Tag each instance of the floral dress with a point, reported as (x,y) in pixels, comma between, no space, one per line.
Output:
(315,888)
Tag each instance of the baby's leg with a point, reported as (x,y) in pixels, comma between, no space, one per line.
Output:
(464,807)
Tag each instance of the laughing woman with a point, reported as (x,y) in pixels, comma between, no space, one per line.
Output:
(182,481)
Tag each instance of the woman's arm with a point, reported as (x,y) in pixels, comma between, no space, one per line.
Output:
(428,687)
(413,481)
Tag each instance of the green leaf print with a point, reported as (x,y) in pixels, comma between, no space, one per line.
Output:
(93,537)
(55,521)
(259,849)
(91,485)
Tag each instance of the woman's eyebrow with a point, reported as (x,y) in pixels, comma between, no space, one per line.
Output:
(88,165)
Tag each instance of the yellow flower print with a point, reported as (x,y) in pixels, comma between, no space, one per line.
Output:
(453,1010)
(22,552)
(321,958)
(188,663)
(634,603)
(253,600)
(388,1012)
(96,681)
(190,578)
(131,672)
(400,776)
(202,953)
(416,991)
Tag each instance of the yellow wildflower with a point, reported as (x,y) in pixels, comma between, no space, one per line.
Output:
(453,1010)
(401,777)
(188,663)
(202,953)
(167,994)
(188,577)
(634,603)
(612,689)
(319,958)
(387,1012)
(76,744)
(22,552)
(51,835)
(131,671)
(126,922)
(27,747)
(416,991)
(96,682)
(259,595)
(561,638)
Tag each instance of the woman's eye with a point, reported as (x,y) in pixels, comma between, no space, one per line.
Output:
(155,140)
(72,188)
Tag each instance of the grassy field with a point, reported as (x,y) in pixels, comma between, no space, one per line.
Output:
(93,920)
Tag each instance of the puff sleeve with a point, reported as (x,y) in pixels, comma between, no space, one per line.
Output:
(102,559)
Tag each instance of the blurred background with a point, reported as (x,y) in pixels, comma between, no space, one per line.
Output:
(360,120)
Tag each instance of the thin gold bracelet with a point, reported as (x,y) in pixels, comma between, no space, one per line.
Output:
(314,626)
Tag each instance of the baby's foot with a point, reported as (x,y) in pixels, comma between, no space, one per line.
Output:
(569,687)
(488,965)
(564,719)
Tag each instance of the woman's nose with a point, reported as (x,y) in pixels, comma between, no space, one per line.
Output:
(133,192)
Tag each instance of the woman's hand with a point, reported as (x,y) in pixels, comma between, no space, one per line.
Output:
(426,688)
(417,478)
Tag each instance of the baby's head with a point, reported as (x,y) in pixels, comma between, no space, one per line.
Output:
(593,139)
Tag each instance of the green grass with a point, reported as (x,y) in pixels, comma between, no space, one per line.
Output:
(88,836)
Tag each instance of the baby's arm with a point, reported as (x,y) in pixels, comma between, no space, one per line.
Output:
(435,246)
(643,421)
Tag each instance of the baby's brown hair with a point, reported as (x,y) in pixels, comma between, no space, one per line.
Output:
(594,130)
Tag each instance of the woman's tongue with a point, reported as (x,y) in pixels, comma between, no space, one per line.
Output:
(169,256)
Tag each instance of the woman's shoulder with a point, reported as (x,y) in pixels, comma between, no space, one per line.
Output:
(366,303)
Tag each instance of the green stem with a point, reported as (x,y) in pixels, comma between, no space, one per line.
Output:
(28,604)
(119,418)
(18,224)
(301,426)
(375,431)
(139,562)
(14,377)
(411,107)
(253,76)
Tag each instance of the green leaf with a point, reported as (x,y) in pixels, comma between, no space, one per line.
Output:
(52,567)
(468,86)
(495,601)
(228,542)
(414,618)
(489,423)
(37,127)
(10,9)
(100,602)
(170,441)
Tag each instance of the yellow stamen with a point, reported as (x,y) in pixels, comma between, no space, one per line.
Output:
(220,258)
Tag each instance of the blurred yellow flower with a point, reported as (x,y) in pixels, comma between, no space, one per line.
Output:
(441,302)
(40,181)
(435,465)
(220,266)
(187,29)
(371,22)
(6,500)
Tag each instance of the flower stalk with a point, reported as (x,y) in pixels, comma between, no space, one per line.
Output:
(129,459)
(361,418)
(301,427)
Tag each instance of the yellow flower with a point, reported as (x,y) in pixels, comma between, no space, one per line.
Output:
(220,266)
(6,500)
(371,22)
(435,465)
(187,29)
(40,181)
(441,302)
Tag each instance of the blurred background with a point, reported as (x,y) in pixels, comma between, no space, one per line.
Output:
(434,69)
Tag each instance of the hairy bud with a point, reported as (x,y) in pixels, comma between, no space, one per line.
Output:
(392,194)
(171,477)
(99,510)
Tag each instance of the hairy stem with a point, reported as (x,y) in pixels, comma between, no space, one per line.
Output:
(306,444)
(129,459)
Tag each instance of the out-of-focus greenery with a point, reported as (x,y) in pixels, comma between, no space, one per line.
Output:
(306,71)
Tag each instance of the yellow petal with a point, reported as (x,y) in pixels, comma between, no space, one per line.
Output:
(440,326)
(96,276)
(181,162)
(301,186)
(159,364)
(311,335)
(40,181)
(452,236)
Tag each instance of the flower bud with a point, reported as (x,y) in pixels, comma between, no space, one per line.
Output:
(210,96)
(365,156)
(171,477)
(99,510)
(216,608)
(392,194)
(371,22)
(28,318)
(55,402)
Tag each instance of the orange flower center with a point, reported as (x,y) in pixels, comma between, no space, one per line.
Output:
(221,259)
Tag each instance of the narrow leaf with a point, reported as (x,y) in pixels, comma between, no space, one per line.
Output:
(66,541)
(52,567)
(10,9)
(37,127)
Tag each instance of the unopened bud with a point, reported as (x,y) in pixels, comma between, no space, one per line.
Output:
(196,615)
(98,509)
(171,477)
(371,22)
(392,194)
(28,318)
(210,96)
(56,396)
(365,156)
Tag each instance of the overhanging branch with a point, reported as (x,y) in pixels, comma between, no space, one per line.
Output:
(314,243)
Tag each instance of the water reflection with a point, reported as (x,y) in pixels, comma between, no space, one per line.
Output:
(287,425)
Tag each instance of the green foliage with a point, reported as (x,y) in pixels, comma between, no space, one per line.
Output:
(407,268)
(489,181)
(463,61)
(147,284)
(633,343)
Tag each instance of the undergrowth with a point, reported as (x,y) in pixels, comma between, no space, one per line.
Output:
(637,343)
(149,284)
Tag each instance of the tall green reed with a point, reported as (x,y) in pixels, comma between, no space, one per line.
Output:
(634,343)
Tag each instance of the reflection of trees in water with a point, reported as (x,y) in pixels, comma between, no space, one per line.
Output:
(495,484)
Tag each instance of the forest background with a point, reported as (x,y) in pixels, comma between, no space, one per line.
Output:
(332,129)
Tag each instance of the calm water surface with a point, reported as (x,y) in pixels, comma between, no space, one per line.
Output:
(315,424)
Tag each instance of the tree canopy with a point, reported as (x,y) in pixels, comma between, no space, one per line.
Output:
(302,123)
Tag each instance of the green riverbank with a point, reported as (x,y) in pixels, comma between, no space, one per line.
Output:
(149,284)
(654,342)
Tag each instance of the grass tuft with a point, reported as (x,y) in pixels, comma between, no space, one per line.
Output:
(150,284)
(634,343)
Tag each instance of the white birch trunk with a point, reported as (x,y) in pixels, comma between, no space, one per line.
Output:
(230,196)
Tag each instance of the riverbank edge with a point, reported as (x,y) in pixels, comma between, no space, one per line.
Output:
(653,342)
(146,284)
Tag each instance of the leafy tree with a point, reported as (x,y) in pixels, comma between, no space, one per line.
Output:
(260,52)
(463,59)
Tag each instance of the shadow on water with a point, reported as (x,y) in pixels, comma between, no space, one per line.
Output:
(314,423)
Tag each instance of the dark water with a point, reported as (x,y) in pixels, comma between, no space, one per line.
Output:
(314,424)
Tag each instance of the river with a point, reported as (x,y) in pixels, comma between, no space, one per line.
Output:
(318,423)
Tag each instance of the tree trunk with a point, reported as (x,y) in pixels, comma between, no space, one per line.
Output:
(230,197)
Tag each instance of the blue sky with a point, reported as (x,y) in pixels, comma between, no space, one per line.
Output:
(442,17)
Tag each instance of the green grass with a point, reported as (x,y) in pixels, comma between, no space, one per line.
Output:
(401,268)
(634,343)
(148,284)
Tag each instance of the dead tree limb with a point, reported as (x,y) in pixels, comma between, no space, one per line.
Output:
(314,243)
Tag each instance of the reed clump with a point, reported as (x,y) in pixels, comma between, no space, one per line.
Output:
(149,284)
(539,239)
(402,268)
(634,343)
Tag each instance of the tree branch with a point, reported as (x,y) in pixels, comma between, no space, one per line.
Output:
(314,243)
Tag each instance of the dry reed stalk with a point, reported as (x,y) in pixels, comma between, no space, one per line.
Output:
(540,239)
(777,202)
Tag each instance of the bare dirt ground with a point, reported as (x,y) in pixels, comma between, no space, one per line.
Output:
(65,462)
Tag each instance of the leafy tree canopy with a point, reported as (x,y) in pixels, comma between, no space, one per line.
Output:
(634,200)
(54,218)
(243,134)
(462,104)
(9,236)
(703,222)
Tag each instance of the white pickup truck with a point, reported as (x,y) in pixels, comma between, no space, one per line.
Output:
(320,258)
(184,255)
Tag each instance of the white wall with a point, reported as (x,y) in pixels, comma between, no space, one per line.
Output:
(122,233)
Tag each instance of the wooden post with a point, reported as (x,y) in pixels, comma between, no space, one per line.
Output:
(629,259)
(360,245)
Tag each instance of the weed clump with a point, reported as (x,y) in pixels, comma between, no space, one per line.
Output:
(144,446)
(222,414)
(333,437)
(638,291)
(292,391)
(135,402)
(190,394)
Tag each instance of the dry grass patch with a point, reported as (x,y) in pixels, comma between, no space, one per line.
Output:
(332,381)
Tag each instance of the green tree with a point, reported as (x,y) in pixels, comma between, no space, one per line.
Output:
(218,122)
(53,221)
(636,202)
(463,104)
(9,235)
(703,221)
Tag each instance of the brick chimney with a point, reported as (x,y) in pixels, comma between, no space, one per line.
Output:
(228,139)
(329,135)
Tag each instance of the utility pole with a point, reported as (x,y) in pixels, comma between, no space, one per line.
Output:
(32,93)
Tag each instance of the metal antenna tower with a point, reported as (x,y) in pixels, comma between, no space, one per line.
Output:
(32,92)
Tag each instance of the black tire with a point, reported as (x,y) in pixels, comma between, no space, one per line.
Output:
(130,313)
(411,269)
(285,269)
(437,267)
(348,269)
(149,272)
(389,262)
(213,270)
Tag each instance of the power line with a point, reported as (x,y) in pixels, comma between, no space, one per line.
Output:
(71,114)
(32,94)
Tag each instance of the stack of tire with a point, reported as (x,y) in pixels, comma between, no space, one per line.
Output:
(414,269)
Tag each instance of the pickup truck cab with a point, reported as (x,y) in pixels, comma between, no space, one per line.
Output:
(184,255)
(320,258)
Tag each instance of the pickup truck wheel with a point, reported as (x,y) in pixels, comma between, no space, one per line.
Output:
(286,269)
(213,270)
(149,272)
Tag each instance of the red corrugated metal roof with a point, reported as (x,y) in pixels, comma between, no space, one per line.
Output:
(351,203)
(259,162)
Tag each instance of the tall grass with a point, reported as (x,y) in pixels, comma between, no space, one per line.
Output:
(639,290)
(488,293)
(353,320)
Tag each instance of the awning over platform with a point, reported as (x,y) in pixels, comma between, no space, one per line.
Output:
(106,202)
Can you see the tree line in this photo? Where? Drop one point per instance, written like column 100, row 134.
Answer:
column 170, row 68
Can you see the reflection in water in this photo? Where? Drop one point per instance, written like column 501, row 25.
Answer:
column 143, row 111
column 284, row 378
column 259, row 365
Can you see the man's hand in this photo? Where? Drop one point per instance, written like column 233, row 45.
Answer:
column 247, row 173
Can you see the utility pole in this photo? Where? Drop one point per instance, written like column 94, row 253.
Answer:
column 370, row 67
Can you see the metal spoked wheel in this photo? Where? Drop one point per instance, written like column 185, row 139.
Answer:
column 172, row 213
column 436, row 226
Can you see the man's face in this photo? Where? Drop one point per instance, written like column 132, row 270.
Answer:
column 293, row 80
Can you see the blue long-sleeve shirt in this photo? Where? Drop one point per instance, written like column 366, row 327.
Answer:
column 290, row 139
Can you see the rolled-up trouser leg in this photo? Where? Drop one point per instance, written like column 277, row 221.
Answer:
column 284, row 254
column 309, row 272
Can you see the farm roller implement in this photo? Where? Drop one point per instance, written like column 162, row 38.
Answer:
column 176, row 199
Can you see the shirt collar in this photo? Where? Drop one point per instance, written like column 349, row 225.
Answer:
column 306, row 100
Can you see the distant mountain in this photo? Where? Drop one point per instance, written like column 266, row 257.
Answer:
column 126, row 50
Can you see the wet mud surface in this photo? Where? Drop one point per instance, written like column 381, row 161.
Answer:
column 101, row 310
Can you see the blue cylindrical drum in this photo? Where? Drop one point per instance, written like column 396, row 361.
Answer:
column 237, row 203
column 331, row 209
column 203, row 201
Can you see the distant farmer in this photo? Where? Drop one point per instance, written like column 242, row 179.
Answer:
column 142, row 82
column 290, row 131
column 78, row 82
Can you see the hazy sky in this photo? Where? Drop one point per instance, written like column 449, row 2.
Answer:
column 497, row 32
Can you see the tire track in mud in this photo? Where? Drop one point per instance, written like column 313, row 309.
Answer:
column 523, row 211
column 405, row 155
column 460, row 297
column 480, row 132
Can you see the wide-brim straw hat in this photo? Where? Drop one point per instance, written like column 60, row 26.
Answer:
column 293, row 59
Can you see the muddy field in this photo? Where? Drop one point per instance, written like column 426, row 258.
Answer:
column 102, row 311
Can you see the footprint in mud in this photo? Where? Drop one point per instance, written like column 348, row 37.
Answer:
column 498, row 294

▶ _Exercise details_: Restate verbatim all lines from the start of the data through the line containing "Tag each instance of the green leaf print", with both ends kept.

▶ _Output of the task_:
Tag each instance of the floral dress with a point, reported as (x,y) in pixels, comma between, no space, one per line.
Output:
(315,888)
Tag each instance of the baby's leg with a point, reported as (x,y) in pixels, comma between, no space, one per line.
Output:
(464,807)
Tag each instance of the laughing woman with a point, reported as (x,y) in pixels, comma between, no space, one per line.
Output:
(182,481)
Tag each instance of the woman's arm with a point, reported as (x,y) in pixels, comma between, no space, one per line.
Output:
(428,687)
(413,481)
Tag each instance of the green leaf print with a point, reported as (x,y) in pixels, comma between, no space, one per line.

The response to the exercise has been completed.